**Task requirements**
Below are records to transcribe exactly, without their pictures.

Content starts

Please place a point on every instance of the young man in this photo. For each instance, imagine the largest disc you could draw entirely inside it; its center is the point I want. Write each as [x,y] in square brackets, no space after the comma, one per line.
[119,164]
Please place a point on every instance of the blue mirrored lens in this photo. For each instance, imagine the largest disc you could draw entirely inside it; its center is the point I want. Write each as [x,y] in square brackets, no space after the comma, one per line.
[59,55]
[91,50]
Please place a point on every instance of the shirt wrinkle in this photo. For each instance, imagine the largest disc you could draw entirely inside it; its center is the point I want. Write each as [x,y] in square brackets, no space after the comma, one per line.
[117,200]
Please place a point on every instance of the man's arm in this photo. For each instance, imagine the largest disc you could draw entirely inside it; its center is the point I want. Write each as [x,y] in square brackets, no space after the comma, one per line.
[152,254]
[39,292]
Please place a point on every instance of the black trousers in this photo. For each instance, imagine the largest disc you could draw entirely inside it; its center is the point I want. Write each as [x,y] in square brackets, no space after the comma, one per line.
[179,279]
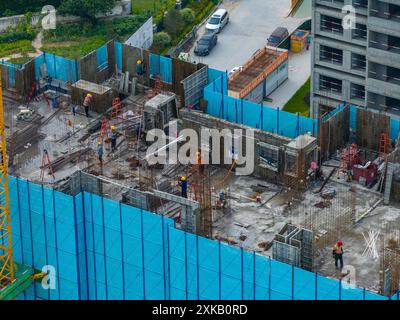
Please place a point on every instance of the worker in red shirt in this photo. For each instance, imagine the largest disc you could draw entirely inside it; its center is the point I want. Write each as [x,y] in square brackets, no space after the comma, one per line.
[86,103]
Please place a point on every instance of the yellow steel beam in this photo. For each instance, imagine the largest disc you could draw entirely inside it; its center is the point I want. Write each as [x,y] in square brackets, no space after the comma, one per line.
[6,250]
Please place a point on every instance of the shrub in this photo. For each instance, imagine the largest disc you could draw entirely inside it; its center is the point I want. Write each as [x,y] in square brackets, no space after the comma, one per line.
[187,15]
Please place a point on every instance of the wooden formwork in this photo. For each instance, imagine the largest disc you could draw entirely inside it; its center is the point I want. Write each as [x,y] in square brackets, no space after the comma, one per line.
[255,70]
[370,125]
[334,133]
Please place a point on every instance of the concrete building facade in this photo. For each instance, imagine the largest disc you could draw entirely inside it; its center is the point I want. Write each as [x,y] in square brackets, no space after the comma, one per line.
[359,65]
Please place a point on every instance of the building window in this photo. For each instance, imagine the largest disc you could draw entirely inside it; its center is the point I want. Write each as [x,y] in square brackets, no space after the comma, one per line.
[360,3]
[331,24]
[360,32]
[329,84]
[357,91]
[358,62]
[331,55]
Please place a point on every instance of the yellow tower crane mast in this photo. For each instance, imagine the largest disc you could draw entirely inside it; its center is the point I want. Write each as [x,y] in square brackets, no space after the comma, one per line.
[7,267]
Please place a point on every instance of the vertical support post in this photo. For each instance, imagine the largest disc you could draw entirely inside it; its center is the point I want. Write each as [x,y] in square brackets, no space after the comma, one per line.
[169,269]
[31,232]
[143,269]
[197,267]
[163,243]
[254,275]
[94,244]
[219,271]
[242,268]
[56,243]
[269,278]
[122,250]
[186,265]
[77,249]
[104,244]
[292,282]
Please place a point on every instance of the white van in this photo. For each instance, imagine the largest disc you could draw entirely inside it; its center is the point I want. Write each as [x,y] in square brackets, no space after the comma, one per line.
[218,21]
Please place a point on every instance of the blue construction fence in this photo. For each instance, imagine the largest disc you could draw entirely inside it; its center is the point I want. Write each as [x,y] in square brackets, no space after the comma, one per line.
[254,115]
[103,249]
[11,70]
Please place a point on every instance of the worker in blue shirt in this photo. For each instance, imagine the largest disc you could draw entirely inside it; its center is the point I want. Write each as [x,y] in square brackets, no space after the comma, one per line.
[113,138]
[183,184]
[100,151]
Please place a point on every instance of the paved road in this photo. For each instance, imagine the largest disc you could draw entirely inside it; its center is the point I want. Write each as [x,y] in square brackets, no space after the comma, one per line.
[251,23]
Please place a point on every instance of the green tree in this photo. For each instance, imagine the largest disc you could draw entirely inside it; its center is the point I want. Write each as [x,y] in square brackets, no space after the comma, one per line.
[87,9]
[173,22]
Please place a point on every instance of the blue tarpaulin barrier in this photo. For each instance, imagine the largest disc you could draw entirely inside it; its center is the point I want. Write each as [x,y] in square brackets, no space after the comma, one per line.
[102,57]
[103,249]
[118,55]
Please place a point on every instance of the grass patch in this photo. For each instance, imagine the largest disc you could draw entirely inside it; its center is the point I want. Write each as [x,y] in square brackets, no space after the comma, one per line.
[139,6]
[297,103]
[20,46]
[21,60]
[74,49]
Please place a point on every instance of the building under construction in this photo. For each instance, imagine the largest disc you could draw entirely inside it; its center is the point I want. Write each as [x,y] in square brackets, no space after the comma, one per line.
[114,225]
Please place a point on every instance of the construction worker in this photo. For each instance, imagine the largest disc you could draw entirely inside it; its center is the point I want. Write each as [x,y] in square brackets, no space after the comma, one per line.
[200,161]
[183,184]
[86,103]
[337,253]
[100,151]
[308,41]
[113,138]
[139,67]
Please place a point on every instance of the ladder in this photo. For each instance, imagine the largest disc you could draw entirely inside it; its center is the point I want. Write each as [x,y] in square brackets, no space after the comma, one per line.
[49,165]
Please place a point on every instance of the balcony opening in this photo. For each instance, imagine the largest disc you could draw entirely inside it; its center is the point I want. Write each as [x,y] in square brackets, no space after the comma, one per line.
[331,55]
[357,91]
[360,4]
[329,84]
[360,32]
[358,62]
[331,24]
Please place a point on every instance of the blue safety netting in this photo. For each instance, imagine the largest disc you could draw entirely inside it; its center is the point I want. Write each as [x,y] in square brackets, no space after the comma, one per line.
[102,249]
[118,55]
[161,66]
[102,57]
[254,115]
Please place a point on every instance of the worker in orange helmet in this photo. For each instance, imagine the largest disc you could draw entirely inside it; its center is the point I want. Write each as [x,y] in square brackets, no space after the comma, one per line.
[86,103]
[337,253]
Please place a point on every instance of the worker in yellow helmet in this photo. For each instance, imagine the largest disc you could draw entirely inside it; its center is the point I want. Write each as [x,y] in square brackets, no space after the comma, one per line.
[100,151]
[183,184]
[86,103]
[139,67]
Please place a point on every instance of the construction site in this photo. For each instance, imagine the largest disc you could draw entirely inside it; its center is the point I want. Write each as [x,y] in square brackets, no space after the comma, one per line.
[84,198]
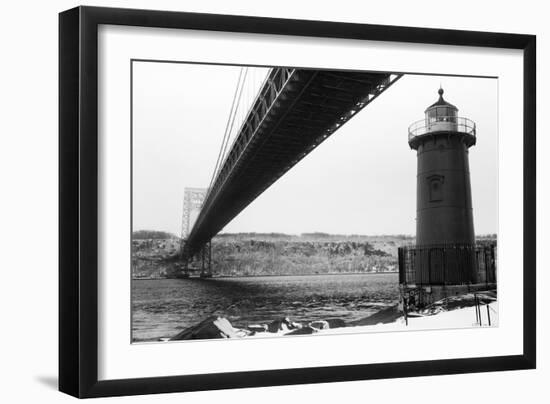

Content ends

**Exercise response**
Please place a point on every instance of the young man in this photo. For each instance, imagine the largest disc you could draw entirely inside it; its center is the point I want. Write each as [x,y] in square brackets, no space after the comma, one per line.
[119,164]
Please place a point on every instance of the blue mirrored lens in this photo. For each instance, imagine the largest disc you could draw entirely inside it; its center is the point I want. Write each as [x,y] in square brackets, no space after the comma, one per line.
[59,55]
[91,50]
Please place a point on every instance of the shirt wrinkle in this photo. For each instance, imagine the largest disc you could draw entirely inside it; its center is the point I want. Write each as [x,y] in square brackets, no space after the comma, one per line.
[117,200]
Please place a point on every instance of the man's arm in this photo. For each instance, imagine the largest disc you could draw entirely inside it; its center is the point I want. Write each as [x,y] in square brackets, no space after the comma, one per line.
[152,254]
[39,292]
Please place a point on every instance of the black trousers in this photo. For each instance, imagine the largest disc you could draw entirely inside it; its center is the point I want. Write each as [x,y] in square brackets, no space after the comma, one per line.
[179,279]
Please place a point on every instance of the worker in red shirt in this photo. For each instance, imagine the largest disc you could draw entirely inside it; its center is the point I want. Write each as [x,y] in square brackets, no space after the comma, one per line.
[86,103]
Please place a point on every instance of the yellow steel beam in this photo. For each instance, imagine the largest disc you could draw entirely inside it; its center is the point I want. Write each as [x,y] in square brackets, no space after the comma, one per line.
[6,250]
Please place a point on every instance of the shrub in this photo. For each instance, imagine the largest disc you could draw entirely inside it; its center is the point I want. Write each as [x,y] in square brackets, no space after the comma, one per line.
[187,15]
Please place a point on every instance of the wooden formwork in this photo. For each instance, imagine the largest disc you could draw entirely inside it; its center is the point I want. Write each as [x,y] in square brackets, no space after the comma, one per line.
[255,70]
[370,125]
[334,133]
Please place a point on every instance of the concrete building facade in this photo. For each instance, imagine the largest disc you could draw entirely inside it; its center is the point I want. Write each as [x,y] in square brackets, no space after the comma, one per line.
[359,65]
Please place a point on every instance of the building window in this photo. For each instance, imagine the largest disc you could draw entirely inside it; its center is the point I want. Write each as [x,y] in square brackets, no space after the comma, one per line.
[360,3]
[331,24]
[360,32]
[329,84]
[357,91]
[358,62]
[331,55]
Please place a point on every instance of the yellow tower crane mast in this photo. For each instance, imagine the largest disc you could draw entirely inside it; its center is the point I want. Write each as [x,y] in square brackets, no space after the comma, one per line.
[7,267]
Please place a point on every instance of the vertical support post in this photo. For each instance, imagine the largest disc you could draw entirely inside it; its center is the point I want. Write each as [x,y] in square brackets, no space after the comma, one per line.
[169,269]
[31,232]
[143,269]
[197,267]
[163,243]
[254,275]
[94,244]
[219,271]
[242,268]
[56,243]
[269,278]
[122,250]
[186,265]
[77,249]
[104,244]
[292,282]
Please place a point on every instance of the white van in this photo. For each instance, imagine the largest disc you could draw entirely inside it; its center is the point I want. Write each as [x,y] in square brackets, no space after the comma, one per line.
[218,21]
Please place a point on every instance of the blue construction fence in this photo. For each instance, imagine the largest disc you could draw entirely inside it; its center is the point I want. Write each as [x,y] in square brackets, no space after the comma, one per line.
[254,115]
[103,249]
[11,70]
Please place a point on every instance of the worker in blue shirt in this photo. For each instance, imagine the largest disc you could draw entirely inside it; its center is the point I want. Write each as [x,y] in square brackets, no space after the comma, one per line.
[113,138]
[183,184]
[100,151]
Please place a point on every instance of the paved road in this photo. For each instance, imagine the largest disc you could draw entirely inside it; its center is the point I want. Write each as [x,y] in square brackets, no space after the comma, one per line.
[251,23]
Please place a point on every instance of the green tree in this photo. For each instance, imagine the largest disc you could draw entirely inside it; its center is the point I want. Write each as [x,y] in square brackets, no space after the comma, one per line.
[87,9]
[173,22]
Please place a point on every instance of the blue tarpaulin barrier in this photo. For each instance, imagine the largest disc you could draw entirely inside it; its center is the point I want. Write each as [x,y] in square brackets, no space after the comma, one per line.
[102,57]
[103,249]
[118,55]
Please place a point on every instance of the grass patch in this photo. For each instance, imagine the largest disc you could draw entirely inside it; its center is the point I want. Write each as [x,y] in square brackets, no space after the comma, one per line.
[139,6]
[297,103]
[20,46]
[21,60]
[74,49]
Please place a point on every instance of the building under construction in this photo. For each instance, imagine the largest disc you could draw entirely inside it; its center is the point I want. Write each as [x,y] in square brackets, no space after the comma, one per line.
[114,225]
Please place a point on every instance of the construction worker in this photo. For each instance, imagine the largest disc you could draw entirely inside it; its center is the point I want. Write each as [x,y] in square brackets, no space after the comma, one per line.
[200,161]
[183,184]
[86,103]
[337,253]
[100,151]
[308,41]
[113,138]
[139,67]
Please place a point on every instance of the ladder in this photo. For each instance, imagine the largest disc you could draw entirely inside it; its center is the point I want. Write each as [x,y] in square brackets, no space after the comma, one per line.
[49,165]
Please place a point on every instance of the balcony opening in this photo. For each instance, imagine the largest disc you could draw entirely inside it; its center is the point I want. Write each as [x,y] in square brackets, no space after the comma, one per line.
[331,55]
[357,91]
[360,4]
[329,84]
[360,32]
[358,62]
[331,24]
Please place a point on every instance of the blue safety netting in this photo. For each instance, imagine the largest disc you could draw entirely inside it; its center is the point I want. Write each as [x,y] in square brackets, no space after the comma, one per line.
[102,249]
[118,55]
[161,66]
[102,57]
[254,115]
Please place a point on every instance of the worker in orange helmet in this photo. For each instance, imagine the largest disc you could draw entirely inside it; its center is the point I want. Write each as [x,y] in square brackets, no space after the comma, one per line.
[86,103]
[337,253]
Please place a point on every instance of the worker in yellow helmet in this photo. For each instance, imagine the largest disc you could draw entirely inside it; its center is the point I want. Write each as [x,y] in square brackets, no space after the comma, one per line.
[100,151]
[183,184]
[86,103]
[139,67]
Please place a point on every instance of the construction site in this photo. For each instance, imagine the largest disc you could draw entirely inside it; its center is the point I want. Write each as [x,y] in square brackets, no space after the comma, one per line.
[84,198]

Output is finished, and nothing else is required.